▸ **WORK TO COMPLETE**:
Starting at the line that has "Task: locate the tobacco" and stopping after the last of the records, can you write those lines out again, requests included? Scale every point coordinate in the answers by 0.35 and round each to a whole number, with halves going up.

▸ **INFORMATION SHOWN**:
+++

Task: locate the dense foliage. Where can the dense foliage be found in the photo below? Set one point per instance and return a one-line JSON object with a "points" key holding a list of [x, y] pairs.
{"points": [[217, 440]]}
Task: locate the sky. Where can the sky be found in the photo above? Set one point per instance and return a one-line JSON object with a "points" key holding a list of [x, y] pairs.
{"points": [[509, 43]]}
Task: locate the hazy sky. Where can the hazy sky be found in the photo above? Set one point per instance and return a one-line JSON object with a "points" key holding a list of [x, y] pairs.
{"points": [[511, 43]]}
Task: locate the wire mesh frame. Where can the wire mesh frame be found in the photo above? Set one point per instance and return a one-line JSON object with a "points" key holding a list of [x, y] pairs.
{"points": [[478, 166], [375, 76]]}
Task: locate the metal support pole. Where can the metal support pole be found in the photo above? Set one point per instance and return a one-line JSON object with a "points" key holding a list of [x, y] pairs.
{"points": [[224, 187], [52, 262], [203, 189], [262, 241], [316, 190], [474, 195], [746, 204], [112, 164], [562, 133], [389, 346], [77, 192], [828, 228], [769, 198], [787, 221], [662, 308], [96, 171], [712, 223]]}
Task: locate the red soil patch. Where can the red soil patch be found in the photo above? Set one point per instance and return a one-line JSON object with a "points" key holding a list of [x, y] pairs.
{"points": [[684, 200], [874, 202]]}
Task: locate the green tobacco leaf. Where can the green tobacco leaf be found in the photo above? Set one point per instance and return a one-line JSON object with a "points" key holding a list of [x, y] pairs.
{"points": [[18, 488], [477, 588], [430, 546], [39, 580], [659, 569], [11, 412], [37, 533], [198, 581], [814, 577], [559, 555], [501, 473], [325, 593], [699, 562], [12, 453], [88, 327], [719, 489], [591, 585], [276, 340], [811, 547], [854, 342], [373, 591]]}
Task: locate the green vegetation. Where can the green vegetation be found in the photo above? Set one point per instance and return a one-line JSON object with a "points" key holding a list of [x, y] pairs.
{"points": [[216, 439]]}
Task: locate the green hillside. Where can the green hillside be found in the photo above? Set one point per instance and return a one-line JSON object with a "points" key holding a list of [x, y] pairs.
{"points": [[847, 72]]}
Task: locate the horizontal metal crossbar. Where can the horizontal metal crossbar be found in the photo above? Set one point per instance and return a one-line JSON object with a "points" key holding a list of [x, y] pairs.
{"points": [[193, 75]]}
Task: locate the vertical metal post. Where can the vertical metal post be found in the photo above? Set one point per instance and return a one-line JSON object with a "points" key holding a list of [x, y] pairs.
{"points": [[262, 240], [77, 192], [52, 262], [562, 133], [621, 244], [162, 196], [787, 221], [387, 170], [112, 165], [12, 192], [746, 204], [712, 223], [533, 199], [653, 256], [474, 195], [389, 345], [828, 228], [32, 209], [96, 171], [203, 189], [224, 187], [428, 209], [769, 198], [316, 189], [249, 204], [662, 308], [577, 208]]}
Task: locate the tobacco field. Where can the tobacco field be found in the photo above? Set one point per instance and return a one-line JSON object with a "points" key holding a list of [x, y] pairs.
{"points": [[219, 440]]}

+++

▸ **WRITTEN ANSWER**:
Task: locate the tobacco field. Where can the tobacco field be found in the photo above? Set one point per instance and return a one-line JSON object with a "points" key holding a list of [x, y] pairs.
{"points": [[77, 154]]}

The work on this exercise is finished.